PROVIDED PASSAGE ->
====
This Is What Keeps Messing Up Your Ability To Buy A House

Millions are waiting for the housing ownership market to straighten out. For the prices to drop, mortgage rates to go back to the good old days.

Everyone will have to keep waiting, because the currently the market is an ouroboros — the symbol of the serpent biting its tail, representing life, death, and rebirth. Though in this context of buying a home, it’s more pain, frustration, and starting up all over again, and the wheels within wheels that keep it going.

The most basic circulation is as follows:

1. The combination of housing prices and mortgage rates high compared to recent times make the purchase of a house difficult for all except those who have access to money, whether their own or family.

2. Traditionally, the housing market needs both new construction and the turnover of existing homes. The latter is stymied. Many who would perhaps move closer to a different area or downsize are locked into maintaining their current home because, like new buyers, they face high prices and expensive mortgages. And the former depends on developers who face high costs of construction and waiting for a buyer, plus they’re focused more on serving markets in the South and West with high influxes of populations moving for lower costs of living and more jobs.

3. The lack of greater supply keeps prices escalated rather than falling back to pre-pandemic prices (which, remember, were at nearly historical levels then).

Housing is expensive; people, including those who might move, can’t afford to buy; and that means lower inventory, driving up prices as you’d expect from an economics 101 supply versus demand graph.

There has been some movement downward, as the graph below shows:

But that drop isn’t nearly enough. At the end of 2022, the average house sales price was $552,6000, which was crazily high. By July 1, 2023, that number became $495,100. Still next to impossibly expensive, given that the price at the close of 2019, before the pandemic, was $384,600. It’s still a 28.7% jump in the period of a few years. That’s nowhere nearly what would have been under previous trends.
====
DATA SUPPLIED ->
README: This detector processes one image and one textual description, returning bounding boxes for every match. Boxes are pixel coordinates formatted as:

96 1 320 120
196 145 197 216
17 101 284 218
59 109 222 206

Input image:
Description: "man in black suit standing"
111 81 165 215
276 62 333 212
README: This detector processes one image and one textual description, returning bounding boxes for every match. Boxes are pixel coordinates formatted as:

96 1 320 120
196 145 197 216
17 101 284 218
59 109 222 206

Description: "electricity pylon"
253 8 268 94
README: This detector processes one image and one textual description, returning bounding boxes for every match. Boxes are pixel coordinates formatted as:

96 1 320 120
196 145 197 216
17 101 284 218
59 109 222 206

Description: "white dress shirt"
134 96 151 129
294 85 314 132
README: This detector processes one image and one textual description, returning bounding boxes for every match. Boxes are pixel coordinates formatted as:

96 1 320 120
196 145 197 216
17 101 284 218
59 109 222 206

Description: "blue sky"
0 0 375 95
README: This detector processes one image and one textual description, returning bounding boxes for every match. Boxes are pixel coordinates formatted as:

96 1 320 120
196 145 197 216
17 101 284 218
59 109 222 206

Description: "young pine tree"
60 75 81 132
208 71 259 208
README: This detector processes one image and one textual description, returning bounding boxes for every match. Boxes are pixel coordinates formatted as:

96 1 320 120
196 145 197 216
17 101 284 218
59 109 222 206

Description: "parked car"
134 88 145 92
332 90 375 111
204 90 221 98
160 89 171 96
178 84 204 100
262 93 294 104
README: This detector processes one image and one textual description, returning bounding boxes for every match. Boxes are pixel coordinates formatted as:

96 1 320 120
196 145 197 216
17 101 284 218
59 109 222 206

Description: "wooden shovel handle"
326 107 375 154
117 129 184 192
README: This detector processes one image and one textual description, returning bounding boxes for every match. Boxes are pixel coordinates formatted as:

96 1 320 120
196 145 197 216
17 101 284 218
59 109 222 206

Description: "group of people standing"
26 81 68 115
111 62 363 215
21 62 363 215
====
YOUR INSTRUCTIONS -> Please reproduce the stretch of the home-buying article from "2. Traditionally, the" through "historical levels then)." word for word.

RESPONSE ->
2. Traditionally, the housing market needs both new construction and the turnover of existing homes. The latter is stymied. Many who would perhaps move closer to a different area or downsize are locked into maintaining their current home because, like new buyers, they face high prices and expensive mortgages. And the former depends on developers who face high costs of construction and waiting for a buyer, plus they’re focused more on serving markets in the South and West with high influxes of populations moving for lower costs of living and more jobs.

3. The lack of greater supply keeps prices escalated rather than falling back to pre-pandemic prices (which, remember, were at nearly historical levels then).